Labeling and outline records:
⁂
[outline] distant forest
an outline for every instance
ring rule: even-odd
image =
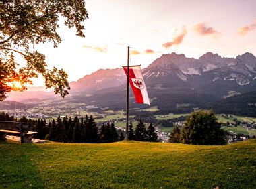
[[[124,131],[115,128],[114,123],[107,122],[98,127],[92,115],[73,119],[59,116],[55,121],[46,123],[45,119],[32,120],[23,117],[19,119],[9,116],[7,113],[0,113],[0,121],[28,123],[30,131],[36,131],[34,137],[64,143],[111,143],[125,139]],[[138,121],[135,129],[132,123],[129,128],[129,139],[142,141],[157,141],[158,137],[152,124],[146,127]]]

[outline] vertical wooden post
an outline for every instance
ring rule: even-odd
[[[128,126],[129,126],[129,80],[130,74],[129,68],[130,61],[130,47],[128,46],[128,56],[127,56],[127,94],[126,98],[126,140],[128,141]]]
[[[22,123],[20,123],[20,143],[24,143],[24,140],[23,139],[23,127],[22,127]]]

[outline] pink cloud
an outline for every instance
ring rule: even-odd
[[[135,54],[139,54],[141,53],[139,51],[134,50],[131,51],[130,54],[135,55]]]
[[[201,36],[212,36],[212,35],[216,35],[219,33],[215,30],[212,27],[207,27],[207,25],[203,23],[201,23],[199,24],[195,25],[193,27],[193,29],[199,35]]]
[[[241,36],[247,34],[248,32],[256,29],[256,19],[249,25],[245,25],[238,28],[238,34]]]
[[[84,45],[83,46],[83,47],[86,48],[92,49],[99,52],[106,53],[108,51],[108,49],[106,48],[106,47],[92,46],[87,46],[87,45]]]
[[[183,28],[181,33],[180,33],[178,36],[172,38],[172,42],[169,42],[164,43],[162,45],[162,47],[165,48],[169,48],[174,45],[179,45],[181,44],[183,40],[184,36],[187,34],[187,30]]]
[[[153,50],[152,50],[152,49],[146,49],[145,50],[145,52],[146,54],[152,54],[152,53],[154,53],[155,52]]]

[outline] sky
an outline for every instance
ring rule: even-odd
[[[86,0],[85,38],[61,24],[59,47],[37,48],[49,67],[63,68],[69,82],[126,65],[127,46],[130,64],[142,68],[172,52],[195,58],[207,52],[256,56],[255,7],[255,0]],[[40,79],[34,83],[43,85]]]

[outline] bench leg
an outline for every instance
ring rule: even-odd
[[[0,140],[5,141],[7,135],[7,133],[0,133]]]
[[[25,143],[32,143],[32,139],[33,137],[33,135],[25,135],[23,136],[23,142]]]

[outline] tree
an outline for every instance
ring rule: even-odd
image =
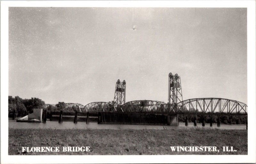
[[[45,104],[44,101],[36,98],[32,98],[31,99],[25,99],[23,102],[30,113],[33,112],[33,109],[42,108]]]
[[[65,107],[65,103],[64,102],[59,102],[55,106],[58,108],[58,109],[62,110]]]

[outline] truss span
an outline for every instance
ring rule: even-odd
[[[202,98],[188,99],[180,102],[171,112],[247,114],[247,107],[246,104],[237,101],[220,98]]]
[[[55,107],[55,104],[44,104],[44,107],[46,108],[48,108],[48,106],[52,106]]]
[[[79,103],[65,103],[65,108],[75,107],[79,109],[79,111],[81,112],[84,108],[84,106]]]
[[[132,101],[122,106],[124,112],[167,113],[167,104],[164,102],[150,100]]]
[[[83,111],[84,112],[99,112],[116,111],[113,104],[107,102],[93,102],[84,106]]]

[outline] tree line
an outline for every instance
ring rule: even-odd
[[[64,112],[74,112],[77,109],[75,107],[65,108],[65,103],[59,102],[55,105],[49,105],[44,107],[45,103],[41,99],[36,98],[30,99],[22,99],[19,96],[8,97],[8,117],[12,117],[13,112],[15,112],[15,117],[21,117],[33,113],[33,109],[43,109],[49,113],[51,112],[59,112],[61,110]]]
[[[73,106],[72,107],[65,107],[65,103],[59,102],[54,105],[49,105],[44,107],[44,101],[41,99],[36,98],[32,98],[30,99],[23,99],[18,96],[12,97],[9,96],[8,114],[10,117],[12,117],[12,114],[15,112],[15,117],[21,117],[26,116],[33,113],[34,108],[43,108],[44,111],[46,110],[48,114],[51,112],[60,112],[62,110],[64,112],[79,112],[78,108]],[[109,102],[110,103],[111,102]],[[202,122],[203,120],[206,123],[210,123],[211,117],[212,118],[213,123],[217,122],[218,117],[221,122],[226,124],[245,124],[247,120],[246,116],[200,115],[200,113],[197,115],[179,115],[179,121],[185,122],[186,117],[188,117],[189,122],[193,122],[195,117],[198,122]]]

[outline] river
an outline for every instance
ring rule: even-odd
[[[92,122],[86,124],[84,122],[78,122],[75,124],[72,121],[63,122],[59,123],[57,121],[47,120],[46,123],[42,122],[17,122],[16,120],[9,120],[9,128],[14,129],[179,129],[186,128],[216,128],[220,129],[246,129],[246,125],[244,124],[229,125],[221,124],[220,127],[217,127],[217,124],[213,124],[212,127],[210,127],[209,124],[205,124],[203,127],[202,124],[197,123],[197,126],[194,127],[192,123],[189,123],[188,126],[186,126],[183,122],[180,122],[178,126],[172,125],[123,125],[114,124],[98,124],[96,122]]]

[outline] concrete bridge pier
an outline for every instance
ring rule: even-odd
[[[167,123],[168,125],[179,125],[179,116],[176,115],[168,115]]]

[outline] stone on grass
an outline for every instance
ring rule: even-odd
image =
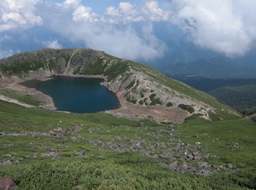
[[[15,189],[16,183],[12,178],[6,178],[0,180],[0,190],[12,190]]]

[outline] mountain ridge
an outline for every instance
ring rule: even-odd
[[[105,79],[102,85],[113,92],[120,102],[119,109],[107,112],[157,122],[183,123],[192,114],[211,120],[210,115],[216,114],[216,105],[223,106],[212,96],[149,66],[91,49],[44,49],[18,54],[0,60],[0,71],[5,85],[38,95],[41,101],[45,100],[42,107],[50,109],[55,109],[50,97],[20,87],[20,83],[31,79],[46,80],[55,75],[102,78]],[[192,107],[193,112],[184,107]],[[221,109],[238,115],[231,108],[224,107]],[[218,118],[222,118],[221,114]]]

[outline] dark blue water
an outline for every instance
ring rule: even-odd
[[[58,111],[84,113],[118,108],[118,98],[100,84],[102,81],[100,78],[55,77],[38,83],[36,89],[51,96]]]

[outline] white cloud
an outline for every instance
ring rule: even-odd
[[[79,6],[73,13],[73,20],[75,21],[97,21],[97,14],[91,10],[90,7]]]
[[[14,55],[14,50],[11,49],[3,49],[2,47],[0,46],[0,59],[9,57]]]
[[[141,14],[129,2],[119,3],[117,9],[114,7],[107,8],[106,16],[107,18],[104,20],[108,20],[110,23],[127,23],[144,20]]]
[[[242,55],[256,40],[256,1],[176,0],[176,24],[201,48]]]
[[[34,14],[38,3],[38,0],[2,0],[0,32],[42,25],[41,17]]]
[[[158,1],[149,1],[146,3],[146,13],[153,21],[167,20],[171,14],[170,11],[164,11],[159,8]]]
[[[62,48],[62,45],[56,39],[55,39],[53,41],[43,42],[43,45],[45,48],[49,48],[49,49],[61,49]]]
⁂
Directions for this task: Repeat all of the records above word for word, leaving out the pictures.

Finished exercise:
[outline] distant forest
an outline for every instance
ring rule: even-odd
image =
[[[124,131],[115,128],[114,123],[107,122],[98,127],[92,115],[73,119],[59,116],[55,121],[46,123],[45,119],[32,120],[23,117],[19,119],[9,116],[7,113],[0,113],[0,121],[28,123],[30,131],[36,131],[34,137],[64,143],[111,143],[125,139]],[[138,121],[135,129],[132,123],[129,128],[129,139],[142,141],[157,141],[158,137],[152,124],[146,127]]]

[outline] vertical wooden post
an outline for every instance
ring rule: even-odd
[[[128,126],[129,126],[129,80],[130,74],[129,68],[130,61],[130,47],[128,46],[128,56],[127,56],[127,94],[126,98],[126,140],[128,141]]]
[[[22,123],[20,123],[20,143],[24,143],[24,140],[23,139],[23,127],[22,127]]]

[outline] pink cloud
an outline for every instance
ring rule: even-odd
[[[135,54],[139,54],[141,53],[139,51],[134,50],[131,51],[130,54],[135,55]]]
[[[201,36],[212,36],[212,35],[216,35],[219,33],[215,30],[212,27],[207,27],[207,25],[203,23],[201,23],[199,24],[195,25],[193,27],[193,29],[199,35]]]
[[[241,36],[247,34],[248,32],[256,29],[256,19],[249,25],[245,25],[238,28],[238,34]]]
[[[84,45],[83,46],[83,47],[86,48],[92,49],[99,52],[106,53],[108,51],[108,49],[106,48],[106,47],[92,46],[87,46],[87,45]]]
[[[183,28],[181,33],[180,33],[178,36],[172,38],[172,42],[169,42],[164,43],[162,45],[162,47],[165,48],[169,48],[174,45],[179,45],[181,44],[183,40],[184,36],[187,34],[187,30]]]
[[[153,50],[152,50],[152,49],[146,49],[145,50],[145,52],[146,54],[152,54],[152,53],[154,53],[155,52]]]

[outline] sky
an outline for every instance
ring rule: even-odd
[[[86,0],[85,38],[61,24],[59,47],[37,48],[49,67],[63,68],[69,82],[126,65],[127,46],[130,64],[142,68],[172,52],[195,58],[207,52],[256,56],[255,7],[255,0]],[[40,79],[34,83],[43,85]]]

[outline] bench leg
an outline for every instance
ring rule: even-odd
[[[0,140],[5,141],[7,135],[7,133],[0,133]]]
[[[25,143],[32,143],[32,139],[33,137],[33,135],[25,135],[23,136],[23,142]]]

[outline] tree
an outline for every instance
ring rule: even-odd
image =
[[[45,104],[44,101],[36,98],[32,98],[31,99],[25,99],[23,102],[30,113],[33,112],[33,109],[42,108]]]
[[[65,107],[65,103],[64,102],[59,102],[55,106],[58,108],[58,109],[62,110]]]

[outline] truss span
an outline for every instance
ring rule: even-odd
[[[202,98],[188,99],[180,102],[171,112],[247,114],[247,107],[246,104],[237,101],[220,98]]]
[[[55,107],[55,104],[44,104],[44,107],[46,108],[48,108],[48,106],[52,106]]]
[[[79,103],[65,103],[65,108],[75,107],[79,109],[79,111],[81,112],[84,108],[84,106]]]
[[[132,101],[122,106],[124,112],[167,113],[167,104],[164,102],[150,100]]]
[[[83,111],[84,112],[99,112],[116,111],[113,104],[107,102],[93,102],[84,106]]]

[outline] tree line
an outline for every instance
ring rule: even-odd
[[[64,112],[74,112],[77,109],[75,107],[65,108],[65,103],[59,102],[55,105],[49,105],[44,107],[45,103],[41,99],[36,98],[30,99],[22,99],[19,96],[8,97],[8,117],[12,117],[13,112],[15,112],[15,117],[21,117],[33,113],[33,109],[43,109],[49,113],[51,112],[59,112],[61,110]]]
[[[73,106],[72,107],[65,107],[65,103],[59,102],[54,105],[49,105],[44,107],[44,101],[41,99],[36,98],[32,98],[30,99],[23,99],[18,96],[12,97],[9,96],[8,114],[10,117],[12,117],[12,114],[15,112],[15,117],[21,117],[26,116],[33,113],[34,108],[43,108],[44,111],[46,110],[48,114],[51,112],[60,112],[62,110],[64,112],[79,112],[78,108]],[[109,102],[110,103],[111,102]],[[202,122],[203,120],[206,123],[210,123],[211,117],[212,118],[213,123],[217,122],[218,117],[221,122],[226,124],[245,124],[247,120],[246,116],[200,115],[200,113],[197,115],[179,115],[179,121],[185,122],[186,117],[188,117],[189,122],[193,122],[195,117],[198,122]]]

[outline] river
an outline for every instance
ring rule: even-odd
[[[92,122],[86,124],[84,122],[78,122],[75,124],[72,121],[63,122],[59,123],[57,121],[47,120],[46,123],[42,122],[17,122],[16,120],[9,120],[9,128],[14,129],[179,129],[186,128],[216,128],[220,129],[246,129],[246,125],[244,124],[229,125],[221,124],[220,127],[217,127],[217,124],[213,124],[212,127],[210,127],[209,124],[205,124],[203,127],[202,124],[197,123],[197,126],[194,127],[192,123],[189,123],[188,126],[186,126],[183,122],[180,122],[178,126],[172,125],[123,125],[114,124],[98,124],[96,122]]]

[outline] concrete bridge pier
an outline for every instance
ring rule: even-odd
[[[167,123],[168,125],[179,125],[179,116],[176,115],[168,115]]]

[outline] stone on grass
an outline for every instance
ring rule: even-odd
image =
[[[15,189],[16,183],[12,178],[6,178],[0,180],[0,190],[12,190]]]

[outline] mountain ridge
an outline for every instance
ring rule: even-odd
[[[105,79],[102,85],[113,92],[120,102],[119,109],[107,112],[157,122],[183,123],[192,114],[211,120],[210,115],[216,114],[216,105],[223,106],[212,96],[149,66],[91,49],[44,49],[18,54],[0,60],[0,71],[5,85],[38,95],[41,101],[45,100],[42,107],[50,109],[55,109],[50,97],[20,87],[20,83],[31,79],[46,80],[55,75],[102,78]],[[192,107],[193,112],[184,107]],[[221,109],[238,115],[231,108],[224,107]],[[218,118],[222,118],[221,114]]]

[outline] dark blue water
an outline for every instance
ring rule: even-odd
[[[58,111],[84,113],[118,108],[118,98],[100,84],[102,81],[100,78],[55,77],[38,83],[36,89],[51,96]]]

[outline] white cloud
an outline for every instance
ring rule: even-odd
[[[79,6],[73,13],[73,20],[75,21],[97,21],[97,14],[91,10],[90,7]]]
[[[14,55],[14,50],[11,49],[3,49],[2,47],[0,46],[0,59],[9,57]]]
[[[141,14],[129,2],[119,3],[117,9],[114,7],[107,8],[106,16],[107,18],[104,20],[108,20],[110,23],[127,23],[144,20]]]
[[[242,55],[256,40],[256,1],[176,0],[176,24],[201,48]]]
[[[34,14],[38,3],[38,0],[2,0],[0,32],[42,25],[41,17]]]
[[[158,1],[149,1],[146,3],[146,13],[153,21],[167,20],[171,14],[170,11],[164,11],[159,8]]]
[[[62,48],[62,45],[56,39],[55,39],[53,41],[43,42],[43,45],[45,48],[49,48],[49,49],[61,49]]]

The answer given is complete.